Exercise input:
§ §

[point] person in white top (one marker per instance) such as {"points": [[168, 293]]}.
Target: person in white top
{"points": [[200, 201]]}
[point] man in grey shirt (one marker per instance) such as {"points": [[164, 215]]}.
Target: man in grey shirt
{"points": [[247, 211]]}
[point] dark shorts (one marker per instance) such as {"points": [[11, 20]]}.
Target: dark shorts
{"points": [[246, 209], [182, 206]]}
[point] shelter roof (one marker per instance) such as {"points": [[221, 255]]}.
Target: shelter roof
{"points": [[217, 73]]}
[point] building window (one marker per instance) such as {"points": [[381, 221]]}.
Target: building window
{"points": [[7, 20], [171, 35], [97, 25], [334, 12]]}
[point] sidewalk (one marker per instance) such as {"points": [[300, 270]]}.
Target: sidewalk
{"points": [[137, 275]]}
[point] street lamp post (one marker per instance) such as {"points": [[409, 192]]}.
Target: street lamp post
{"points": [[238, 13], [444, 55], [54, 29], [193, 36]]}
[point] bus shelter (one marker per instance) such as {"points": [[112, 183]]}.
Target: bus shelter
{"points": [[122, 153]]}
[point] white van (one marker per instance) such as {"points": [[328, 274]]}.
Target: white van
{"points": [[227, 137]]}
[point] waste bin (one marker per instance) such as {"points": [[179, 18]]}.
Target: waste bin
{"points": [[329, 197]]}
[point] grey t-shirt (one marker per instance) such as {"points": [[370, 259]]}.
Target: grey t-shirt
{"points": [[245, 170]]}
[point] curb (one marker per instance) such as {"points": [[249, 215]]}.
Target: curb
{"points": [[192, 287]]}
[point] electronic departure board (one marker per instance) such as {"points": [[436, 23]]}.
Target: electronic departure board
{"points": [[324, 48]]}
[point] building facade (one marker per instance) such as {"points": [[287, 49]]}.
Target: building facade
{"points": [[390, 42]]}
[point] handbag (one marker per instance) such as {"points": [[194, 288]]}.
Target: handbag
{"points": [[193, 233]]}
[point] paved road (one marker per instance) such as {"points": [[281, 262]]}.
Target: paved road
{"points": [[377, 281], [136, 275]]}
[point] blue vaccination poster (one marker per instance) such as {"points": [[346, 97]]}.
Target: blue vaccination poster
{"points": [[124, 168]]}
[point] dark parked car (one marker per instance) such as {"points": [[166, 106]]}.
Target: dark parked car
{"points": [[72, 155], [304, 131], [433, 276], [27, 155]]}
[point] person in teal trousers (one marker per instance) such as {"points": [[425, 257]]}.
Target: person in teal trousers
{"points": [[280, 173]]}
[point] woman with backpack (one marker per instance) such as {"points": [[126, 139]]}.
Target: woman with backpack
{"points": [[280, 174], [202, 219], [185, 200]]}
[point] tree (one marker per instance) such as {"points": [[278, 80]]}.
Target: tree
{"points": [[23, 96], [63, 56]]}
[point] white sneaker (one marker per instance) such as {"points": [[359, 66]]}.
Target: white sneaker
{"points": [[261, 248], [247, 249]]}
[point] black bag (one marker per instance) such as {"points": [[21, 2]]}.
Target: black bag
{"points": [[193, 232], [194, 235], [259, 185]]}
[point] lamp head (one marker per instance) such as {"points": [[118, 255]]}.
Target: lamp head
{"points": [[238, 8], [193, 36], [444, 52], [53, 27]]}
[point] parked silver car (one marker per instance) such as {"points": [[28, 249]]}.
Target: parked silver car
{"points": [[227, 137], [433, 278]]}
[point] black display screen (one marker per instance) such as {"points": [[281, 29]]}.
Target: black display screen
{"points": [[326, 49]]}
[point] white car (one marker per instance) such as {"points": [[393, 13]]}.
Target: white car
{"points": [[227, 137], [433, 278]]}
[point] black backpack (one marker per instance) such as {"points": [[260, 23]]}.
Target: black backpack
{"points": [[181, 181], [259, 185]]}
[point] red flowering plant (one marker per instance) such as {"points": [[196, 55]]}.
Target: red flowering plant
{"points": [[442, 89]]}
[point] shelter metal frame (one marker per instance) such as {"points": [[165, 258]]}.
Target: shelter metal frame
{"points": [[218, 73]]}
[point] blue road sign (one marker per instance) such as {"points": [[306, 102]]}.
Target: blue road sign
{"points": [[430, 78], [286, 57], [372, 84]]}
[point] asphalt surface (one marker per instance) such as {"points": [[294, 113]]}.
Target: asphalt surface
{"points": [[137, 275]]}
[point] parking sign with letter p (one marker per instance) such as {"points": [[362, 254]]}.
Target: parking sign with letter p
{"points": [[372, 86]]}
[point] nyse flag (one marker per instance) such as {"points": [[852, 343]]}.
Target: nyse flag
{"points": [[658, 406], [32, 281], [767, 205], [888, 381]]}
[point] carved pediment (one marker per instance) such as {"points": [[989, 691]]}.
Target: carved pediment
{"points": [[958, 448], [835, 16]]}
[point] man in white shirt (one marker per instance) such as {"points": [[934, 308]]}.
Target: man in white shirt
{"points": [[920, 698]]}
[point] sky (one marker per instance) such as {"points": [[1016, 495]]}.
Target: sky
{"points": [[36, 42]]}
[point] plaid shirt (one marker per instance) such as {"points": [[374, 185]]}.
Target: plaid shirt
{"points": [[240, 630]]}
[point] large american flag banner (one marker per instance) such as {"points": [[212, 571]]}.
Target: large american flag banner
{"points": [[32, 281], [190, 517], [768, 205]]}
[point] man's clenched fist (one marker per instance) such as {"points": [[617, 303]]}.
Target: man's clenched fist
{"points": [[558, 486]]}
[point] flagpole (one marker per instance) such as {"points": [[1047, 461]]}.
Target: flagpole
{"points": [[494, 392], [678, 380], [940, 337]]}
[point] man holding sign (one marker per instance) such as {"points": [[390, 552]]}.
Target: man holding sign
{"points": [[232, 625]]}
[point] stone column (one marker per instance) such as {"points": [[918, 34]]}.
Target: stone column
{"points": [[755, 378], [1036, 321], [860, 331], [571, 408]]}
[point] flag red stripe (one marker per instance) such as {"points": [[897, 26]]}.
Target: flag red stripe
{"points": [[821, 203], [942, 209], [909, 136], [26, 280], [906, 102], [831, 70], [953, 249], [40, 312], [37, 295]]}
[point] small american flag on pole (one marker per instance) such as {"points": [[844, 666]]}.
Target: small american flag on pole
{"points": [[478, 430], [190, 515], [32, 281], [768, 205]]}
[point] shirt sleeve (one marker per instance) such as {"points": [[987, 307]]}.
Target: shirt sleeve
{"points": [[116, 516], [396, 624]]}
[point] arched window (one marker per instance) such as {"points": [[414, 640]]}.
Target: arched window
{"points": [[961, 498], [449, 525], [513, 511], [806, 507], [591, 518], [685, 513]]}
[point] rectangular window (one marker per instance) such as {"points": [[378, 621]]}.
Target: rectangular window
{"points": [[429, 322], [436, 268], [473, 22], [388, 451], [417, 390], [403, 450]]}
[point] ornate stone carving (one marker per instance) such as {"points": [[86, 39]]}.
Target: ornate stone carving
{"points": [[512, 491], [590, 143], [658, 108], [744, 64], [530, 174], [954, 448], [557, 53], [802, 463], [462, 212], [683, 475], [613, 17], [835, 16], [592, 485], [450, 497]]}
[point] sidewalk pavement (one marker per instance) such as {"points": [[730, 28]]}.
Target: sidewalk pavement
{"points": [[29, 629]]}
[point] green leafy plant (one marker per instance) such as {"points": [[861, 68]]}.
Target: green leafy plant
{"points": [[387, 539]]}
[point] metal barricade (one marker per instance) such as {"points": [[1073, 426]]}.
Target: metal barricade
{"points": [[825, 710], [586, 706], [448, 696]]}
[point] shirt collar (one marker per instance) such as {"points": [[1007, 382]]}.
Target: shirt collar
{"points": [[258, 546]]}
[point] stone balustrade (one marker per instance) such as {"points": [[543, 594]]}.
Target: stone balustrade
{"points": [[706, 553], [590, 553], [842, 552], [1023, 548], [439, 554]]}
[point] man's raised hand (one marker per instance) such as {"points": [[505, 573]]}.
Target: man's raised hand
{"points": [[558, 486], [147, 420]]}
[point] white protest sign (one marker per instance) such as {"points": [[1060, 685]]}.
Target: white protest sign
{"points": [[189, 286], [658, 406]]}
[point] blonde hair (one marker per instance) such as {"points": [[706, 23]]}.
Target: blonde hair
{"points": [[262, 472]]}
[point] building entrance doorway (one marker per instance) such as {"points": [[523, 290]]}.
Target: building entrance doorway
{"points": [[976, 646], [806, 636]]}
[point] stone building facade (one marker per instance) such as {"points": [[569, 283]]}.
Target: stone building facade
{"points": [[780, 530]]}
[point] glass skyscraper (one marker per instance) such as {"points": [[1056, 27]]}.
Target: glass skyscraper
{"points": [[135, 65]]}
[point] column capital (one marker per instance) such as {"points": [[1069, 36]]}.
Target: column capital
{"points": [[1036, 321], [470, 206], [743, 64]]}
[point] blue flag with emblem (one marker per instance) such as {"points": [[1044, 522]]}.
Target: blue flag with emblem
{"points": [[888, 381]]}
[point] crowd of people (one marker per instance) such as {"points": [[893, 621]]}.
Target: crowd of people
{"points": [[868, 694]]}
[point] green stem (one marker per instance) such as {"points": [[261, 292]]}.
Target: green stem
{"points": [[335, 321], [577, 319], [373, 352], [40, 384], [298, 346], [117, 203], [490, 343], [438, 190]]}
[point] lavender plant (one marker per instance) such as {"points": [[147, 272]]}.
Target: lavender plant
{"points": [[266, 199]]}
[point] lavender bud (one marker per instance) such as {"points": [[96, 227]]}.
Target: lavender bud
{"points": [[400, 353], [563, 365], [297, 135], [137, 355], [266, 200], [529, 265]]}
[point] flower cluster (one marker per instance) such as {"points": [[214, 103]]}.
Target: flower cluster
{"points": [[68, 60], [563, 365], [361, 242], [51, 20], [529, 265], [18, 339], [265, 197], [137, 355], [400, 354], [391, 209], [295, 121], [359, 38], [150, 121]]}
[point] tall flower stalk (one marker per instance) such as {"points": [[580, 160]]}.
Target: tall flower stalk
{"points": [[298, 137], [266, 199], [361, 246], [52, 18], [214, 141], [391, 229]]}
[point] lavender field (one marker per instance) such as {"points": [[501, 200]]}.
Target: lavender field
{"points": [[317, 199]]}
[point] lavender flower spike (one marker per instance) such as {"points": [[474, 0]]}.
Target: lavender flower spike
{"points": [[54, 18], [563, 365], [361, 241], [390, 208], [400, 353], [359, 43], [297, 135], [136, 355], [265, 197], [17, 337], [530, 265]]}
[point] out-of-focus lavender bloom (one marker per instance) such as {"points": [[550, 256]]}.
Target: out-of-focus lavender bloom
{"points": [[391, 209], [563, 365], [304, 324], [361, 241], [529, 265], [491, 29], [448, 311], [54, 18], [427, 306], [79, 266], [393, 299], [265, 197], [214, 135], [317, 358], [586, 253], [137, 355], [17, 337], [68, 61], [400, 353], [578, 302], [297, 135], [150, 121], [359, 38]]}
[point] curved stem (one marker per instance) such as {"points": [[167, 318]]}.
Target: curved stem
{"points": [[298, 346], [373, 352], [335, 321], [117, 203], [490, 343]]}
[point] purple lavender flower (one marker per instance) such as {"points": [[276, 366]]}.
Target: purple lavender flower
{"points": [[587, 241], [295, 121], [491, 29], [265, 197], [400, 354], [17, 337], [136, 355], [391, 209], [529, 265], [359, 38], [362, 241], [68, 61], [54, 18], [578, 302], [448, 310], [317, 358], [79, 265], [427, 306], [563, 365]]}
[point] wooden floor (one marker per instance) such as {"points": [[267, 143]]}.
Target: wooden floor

§ §

Problem to work on:
Lay out as a numbered list the rows that open with the line containing "[point] purple lavender" and close with the last row, both included, leaving out any blank lines.

Expected answer:
1. [point] purple lavender flower (one marker per instance) such as {"points": [[276, 366]]}.
2. Target: purple lavender flower
3. {"points": [[587, 241], [295, 121], [491, 29], [265, 197], [400, 354], [17, 337], [136, 355], [391, 209], [529, 265], [359, 38], [362, 241], [68, 61], [54, 18], [578, 302], [448, 310], [317, 358], [79, 265], [427, 306], [563, 365]]}
4. [point] wooden floor (one marker per instance) such as {"points": [[267, 143]]}.
5. Target: wooden floor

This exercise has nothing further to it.